### Texte fourni

Les sénateurs demandent de restreindre l'usage des PPP

Un nouveau rapport, du Sénat cette fois, pointe les dangers des PPP. Ceux-ci entraînent un quasi- doublement des charges et préemptent les capacités budgétaires publiques sur des années. À défaut de les supprimer, les sénateurs demandent d’en limiter l’usage.

Les partenariats public-privé (PPP) sont dangereux pour les finances publiques


De la Cour des comptes à l’Inspection générale des finances (IGF), le constat finit par faire l’unanimité : les partenariats public-privé (PPP) sont dangereux pour les finances publiques. Le rapport de la commission des lois du Sénat, présenté le 16 juillet par les sénateurs Jean-Pierre Sueur (PS) et Hugues Portelli (UMP), ne fait pas exception à la règle. Il pointe à son tour les dangers de ces contrats qui se sont multipliés ces dernières années et, à l'avenir, appelle à un  encadrement beaucoup plus strict de leur utilisation.

Implanté en France il y a tout juste dix ans, le PPP ne devait être utilisé que de façon exceptionnelle, compte tenu de son caractère dérogatoire (toutes les législations liées à la commande publique, aux marchés publics, au contrôle des finances publiques, à la concurrence, au financement de la vie politique sont mises entre parenthèses dans le cadre d’un PPP). Le Conseil constitutionnel avait d’ailleurs soigneusement veillé à encadrer son utilisation.

Les PPP se sont généralisés, au détriment de toutes les autres formes de contrat public


Trop, du goût de Nicolas Sarkozy. À peine arrivé à l’Élysée, ce dernier a décidé de promouvoir son usage et de libérer les PPP de « toutes les entraves qui gênaient son développement », afin de relancer la croissance. Une législation très compréhensive a donc été mise en place. Résultat ? Les PPP se sont généralisés, au détriment de toutes les autres formes de contrat public, avec le soutien de la mission d’appui des partenariats  public-privé (MAPPP), faisant « œuvre de prosélytisme », dénoncent les sénateurs. Utilisés pour les universités, les prisons, les hôpitaux, les ministères, ces contrats sont devenus une vraie technique de hors bilan pour les instances publiques, permettant de cacher et de transférer à plus tard le paiement de la dette. Tout ceci a un coût, souvent caché, insistent les sénateurs. S’appuyant sur des études de différents projets, ceux-ci estiment que ces contrats conduisent à « un quasi-doublement des charges à payer sur le long terme par rapport au montant de l’investissement équivalent qui serait réalisé en maîtrise d’ouvrage publique ».

Les sommes affolent : 200 millions de loyer pour le futur Pentagone à la française destiné à abriter le ministère de la défense, plus de 100 millions pour le futur Palais de justice de Paris. En 2012, l’Inspectiongénérale des finances avait été chargée d’évaluer l’impact des PPP sur les finances publiques. Son rapport n’a jamais été rendu public. « Pierre Moscovici a accepté de nous le transmettre le dernier jour de ses fonctions ministérielles. Nous lui avions demandé il y a plus d’un an », brocardèrent Jean-Pierre Sueur et Hugues Portelli.

######
### Enregistrements fournis

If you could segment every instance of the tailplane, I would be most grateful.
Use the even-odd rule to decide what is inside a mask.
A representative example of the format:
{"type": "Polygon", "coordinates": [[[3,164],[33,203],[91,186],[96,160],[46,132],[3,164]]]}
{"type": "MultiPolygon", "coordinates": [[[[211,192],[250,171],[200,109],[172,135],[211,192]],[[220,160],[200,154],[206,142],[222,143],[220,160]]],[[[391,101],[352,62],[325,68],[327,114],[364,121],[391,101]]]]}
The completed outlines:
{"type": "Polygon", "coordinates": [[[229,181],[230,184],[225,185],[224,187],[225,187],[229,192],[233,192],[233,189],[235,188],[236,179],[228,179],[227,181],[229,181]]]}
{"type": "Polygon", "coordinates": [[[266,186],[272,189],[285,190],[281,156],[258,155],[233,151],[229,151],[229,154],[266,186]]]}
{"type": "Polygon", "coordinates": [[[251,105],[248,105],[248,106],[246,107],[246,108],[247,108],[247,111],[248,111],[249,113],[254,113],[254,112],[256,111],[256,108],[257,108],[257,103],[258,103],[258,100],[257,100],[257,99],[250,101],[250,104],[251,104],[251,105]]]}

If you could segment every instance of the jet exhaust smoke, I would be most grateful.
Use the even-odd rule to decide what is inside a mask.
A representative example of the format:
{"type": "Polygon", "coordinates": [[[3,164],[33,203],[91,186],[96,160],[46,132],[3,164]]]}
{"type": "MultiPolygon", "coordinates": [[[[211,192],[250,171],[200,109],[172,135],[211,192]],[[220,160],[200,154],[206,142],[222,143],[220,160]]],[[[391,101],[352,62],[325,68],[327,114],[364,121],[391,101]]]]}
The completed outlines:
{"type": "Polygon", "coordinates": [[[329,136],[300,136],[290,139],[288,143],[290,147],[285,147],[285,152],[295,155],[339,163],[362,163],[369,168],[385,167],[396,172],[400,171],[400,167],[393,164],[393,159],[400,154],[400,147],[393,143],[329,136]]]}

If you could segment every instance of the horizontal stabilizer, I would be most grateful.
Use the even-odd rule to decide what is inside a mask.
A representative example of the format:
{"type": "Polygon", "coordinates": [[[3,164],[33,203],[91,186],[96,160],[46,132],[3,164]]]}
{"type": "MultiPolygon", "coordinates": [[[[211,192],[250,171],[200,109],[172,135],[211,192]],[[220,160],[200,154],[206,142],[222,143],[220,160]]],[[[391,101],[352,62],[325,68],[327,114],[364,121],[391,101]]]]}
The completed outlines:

######

### Consigne
D'après le texte sur les partenariats public-privé, à quelle date le rapport de la commission des lois du Sénat a-t-il été présenté ? Veuillez vous appuyer exclusivement sur le texte.

### Résultat final
Le 16 juillet.